→ **Exercise aim**
Can you write out the rows from the line with "Examine the image above and determine whether any green leaf" through the line with "left=0, top=141, right=194, bottom=258" again, request included, rescaling every bounding-box coordinate by a factor of 2.35 and rounding each to a whole number, with halves rounded up?

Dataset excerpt

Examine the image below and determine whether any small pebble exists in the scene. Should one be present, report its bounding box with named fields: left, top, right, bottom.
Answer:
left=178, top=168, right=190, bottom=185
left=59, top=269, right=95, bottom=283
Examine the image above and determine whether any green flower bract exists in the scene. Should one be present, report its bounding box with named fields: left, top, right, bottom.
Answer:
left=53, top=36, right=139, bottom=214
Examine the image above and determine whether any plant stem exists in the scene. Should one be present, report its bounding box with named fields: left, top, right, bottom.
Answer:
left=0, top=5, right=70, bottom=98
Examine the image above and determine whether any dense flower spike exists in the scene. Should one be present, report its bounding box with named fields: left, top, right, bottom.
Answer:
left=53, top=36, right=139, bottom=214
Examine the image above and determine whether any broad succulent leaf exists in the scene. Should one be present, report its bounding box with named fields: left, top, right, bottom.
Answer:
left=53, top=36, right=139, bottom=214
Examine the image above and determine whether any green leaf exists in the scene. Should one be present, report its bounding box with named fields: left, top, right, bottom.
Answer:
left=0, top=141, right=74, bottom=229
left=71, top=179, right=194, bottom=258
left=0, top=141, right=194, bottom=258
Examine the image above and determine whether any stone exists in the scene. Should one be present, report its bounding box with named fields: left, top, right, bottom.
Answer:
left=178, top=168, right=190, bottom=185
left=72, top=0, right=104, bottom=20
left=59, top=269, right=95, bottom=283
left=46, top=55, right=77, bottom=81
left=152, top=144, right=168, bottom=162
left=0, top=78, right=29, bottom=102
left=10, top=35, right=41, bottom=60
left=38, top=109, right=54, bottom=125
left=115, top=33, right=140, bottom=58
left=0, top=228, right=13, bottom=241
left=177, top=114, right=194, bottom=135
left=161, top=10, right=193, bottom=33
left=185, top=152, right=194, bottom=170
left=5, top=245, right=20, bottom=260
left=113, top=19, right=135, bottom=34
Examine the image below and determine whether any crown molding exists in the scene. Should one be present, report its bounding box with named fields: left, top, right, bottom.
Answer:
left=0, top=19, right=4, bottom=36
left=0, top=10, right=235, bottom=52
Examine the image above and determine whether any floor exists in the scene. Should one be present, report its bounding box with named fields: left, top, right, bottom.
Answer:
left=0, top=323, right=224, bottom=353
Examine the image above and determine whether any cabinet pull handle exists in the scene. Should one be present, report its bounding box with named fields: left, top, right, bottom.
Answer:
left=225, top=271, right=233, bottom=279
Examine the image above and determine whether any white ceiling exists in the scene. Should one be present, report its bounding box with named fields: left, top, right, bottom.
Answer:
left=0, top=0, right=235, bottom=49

→ **Solved exercise**
Examine the image above and determine whether any green leaf exists in the scene. Should one be present, report its bounding box with named fields: left, top, right, bottom.
Answer:
left=0, top=331, right=174, bottom=538
left=167, top=421, right=456, bottom=606
left=0, top=331, right=456, bottom=606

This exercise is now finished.